Exactly reproduce the lines from the line that has "query (the noun phrase to segment): pedestrian" down to the last line of the entries, inclusive.

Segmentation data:
——————————
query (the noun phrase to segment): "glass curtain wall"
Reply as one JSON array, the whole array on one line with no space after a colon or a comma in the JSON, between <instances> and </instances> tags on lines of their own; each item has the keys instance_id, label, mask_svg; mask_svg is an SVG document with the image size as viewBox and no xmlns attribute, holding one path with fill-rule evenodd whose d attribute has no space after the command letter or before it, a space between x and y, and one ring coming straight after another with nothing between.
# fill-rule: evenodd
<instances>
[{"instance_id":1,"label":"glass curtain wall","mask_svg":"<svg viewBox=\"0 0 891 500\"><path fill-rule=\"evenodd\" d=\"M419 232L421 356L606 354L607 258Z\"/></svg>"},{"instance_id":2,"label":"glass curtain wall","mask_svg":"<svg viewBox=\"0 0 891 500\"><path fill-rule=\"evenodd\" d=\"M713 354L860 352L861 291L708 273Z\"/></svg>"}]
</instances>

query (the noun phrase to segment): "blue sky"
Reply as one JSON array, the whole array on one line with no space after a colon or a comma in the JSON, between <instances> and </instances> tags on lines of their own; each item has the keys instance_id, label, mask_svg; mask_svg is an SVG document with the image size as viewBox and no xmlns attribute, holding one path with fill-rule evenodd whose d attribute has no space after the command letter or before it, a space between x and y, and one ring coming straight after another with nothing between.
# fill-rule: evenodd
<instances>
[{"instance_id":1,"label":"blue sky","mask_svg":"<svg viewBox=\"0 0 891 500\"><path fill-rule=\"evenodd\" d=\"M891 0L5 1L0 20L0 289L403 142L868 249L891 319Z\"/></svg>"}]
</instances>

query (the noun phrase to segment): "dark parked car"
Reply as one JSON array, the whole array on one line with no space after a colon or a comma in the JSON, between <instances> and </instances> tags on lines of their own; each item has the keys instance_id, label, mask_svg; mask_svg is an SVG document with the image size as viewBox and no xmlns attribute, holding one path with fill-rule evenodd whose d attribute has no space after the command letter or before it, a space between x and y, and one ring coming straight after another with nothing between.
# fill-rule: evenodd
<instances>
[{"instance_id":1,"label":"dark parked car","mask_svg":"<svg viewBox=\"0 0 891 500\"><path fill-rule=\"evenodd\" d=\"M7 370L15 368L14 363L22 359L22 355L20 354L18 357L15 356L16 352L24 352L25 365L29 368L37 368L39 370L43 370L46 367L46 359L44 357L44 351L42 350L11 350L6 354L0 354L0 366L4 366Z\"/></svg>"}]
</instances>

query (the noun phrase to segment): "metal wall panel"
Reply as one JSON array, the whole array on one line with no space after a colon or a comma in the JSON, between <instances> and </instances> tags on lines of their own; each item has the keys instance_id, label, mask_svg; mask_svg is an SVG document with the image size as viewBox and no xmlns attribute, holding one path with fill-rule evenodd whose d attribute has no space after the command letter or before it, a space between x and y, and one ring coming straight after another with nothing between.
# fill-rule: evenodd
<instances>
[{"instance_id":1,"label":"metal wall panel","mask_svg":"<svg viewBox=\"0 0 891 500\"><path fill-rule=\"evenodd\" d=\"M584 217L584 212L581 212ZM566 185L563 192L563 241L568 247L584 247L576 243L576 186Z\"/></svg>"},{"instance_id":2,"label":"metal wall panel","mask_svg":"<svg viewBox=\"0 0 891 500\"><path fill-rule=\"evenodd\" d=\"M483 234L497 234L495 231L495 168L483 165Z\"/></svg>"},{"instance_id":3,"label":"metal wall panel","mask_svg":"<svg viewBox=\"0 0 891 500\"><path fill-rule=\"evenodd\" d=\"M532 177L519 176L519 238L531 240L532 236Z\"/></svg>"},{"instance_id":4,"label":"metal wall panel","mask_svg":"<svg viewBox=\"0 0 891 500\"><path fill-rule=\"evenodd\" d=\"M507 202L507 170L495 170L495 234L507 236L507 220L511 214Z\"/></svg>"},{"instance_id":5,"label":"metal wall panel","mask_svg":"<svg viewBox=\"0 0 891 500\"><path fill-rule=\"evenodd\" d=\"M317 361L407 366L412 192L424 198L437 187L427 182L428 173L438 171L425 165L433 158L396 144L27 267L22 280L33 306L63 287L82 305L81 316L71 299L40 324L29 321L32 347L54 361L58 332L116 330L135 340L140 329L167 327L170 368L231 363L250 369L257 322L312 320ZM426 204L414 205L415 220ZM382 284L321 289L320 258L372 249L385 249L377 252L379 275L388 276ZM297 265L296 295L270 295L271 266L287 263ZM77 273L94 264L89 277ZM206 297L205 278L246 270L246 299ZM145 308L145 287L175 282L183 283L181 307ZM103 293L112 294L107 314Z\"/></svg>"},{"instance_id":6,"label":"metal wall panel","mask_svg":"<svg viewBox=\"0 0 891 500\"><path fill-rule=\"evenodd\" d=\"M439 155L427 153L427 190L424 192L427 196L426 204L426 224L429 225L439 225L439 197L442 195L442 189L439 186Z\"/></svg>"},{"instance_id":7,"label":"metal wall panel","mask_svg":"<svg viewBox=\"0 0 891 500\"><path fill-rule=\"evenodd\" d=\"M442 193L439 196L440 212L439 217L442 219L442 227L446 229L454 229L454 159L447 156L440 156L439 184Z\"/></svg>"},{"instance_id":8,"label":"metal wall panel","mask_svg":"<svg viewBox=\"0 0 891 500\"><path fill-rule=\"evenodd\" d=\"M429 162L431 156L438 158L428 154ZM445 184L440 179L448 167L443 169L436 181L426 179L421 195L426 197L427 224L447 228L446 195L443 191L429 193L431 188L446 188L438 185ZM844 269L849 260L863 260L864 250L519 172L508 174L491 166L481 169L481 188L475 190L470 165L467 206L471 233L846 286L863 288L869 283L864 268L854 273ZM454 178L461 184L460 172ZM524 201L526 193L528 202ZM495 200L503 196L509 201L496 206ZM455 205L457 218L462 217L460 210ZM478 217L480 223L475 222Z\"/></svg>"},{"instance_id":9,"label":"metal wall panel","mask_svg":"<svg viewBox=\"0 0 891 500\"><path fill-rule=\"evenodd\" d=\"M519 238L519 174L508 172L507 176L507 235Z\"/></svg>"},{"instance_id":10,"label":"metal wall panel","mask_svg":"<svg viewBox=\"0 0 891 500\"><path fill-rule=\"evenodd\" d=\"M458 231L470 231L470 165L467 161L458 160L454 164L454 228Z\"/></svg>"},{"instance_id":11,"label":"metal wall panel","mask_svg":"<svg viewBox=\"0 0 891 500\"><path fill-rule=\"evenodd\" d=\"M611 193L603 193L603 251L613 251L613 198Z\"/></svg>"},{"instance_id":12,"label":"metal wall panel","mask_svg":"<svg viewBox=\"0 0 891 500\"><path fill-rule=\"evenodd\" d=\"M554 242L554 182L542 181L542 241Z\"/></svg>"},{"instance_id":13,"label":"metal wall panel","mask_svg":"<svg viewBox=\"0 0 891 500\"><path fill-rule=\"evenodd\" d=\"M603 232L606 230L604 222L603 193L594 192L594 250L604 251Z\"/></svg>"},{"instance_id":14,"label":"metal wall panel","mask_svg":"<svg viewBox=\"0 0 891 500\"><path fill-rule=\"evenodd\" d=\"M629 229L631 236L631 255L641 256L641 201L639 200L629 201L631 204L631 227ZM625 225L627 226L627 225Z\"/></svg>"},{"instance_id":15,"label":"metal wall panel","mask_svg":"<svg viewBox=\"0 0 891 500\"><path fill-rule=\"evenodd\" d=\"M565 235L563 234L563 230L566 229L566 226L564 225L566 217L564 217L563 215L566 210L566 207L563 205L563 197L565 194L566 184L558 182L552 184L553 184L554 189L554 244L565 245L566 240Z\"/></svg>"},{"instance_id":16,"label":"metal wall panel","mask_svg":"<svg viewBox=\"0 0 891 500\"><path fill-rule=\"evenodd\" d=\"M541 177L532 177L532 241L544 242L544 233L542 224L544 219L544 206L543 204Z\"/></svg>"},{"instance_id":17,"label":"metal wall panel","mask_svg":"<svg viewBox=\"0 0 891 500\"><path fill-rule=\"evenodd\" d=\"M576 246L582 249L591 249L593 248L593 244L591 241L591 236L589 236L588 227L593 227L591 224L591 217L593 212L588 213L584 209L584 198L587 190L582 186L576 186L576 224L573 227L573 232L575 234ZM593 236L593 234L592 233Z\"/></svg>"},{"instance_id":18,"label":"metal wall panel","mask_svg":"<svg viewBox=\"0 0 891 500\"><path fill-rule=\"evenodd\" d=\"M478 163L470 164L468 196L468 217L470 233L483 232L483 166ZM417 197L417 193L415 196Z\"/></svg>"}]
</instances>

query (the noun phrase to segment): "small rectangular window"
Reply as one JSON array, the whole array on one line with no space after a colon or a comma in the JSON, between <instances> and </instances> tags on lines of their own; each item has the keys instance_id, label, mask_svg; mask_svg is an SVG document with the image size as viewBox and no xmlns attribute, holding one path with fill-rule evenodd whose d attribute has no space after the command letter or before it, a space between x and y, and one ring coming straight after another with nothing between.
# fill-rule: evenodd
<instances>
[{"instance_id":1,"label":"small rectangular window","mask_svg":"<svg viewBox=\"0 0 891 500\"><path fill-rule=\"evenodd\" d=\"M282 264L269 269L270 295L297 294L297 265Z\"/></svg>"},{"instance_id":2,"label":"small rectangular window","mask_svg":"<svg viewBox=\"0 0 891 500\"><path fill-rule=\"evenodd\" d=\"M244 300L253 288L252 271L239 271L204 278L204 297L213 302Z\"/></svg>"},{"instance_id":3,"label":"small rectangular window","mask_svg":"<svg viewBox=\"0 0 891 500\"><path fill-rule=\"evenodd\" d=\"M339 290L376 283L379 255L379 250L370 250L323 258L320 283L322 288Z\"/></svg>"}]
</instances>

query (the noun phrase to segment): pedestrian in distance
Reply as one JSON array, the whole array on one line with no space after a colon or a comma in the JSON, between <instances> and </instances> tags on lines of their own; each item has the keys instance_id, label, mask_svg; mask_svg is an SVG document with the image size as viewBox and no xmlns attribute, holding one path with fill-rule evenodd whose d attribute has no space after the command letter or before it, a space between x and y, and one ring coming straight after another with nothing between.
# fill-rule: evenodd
——————————
:: Answer to this task ::
query (the noun phrase to segment): pedestrian in distance
Reply as one JSON array, the whole array on one line with no space after a colon or a comma in the JSON, between <instances> and </instances> tags on lines of their own; each item has the keys instance_id, label, mask_svg; mask_svg is an SVG document with the image size as viewBox and no xmlns attribute, holding one path with fill-rule evenodd whose d attribute has no space after the command letter or before it, a space between x and y, and one ring coming straight after another with nothing between.
# fill-rule: evenodd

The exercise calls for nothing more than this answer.